■ **SHORT PROBLEM**
Count the lines in the items below that contain the string "shovel", where case counts. Give only the number.

■ **MATERIAL SUPPLIED**
— begin —
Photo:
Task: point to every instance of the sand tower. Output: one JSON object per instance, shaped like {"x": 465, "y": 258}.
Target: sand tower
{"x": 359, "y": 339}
— end —
— begin —
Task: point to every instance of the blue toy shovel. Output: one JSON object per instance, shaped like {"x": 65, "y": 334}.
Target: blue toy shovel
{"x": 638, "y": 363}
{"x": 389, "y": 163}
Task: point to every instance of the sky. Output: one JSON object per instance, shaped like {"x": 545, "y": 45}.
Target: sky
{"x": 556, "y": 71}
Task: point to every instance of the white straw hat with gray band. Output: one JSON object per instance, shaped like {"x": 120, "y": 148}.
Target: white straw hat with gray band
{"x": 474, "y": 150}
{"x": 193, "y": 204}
— end —
■ **EXERCISE OUTPUT**
2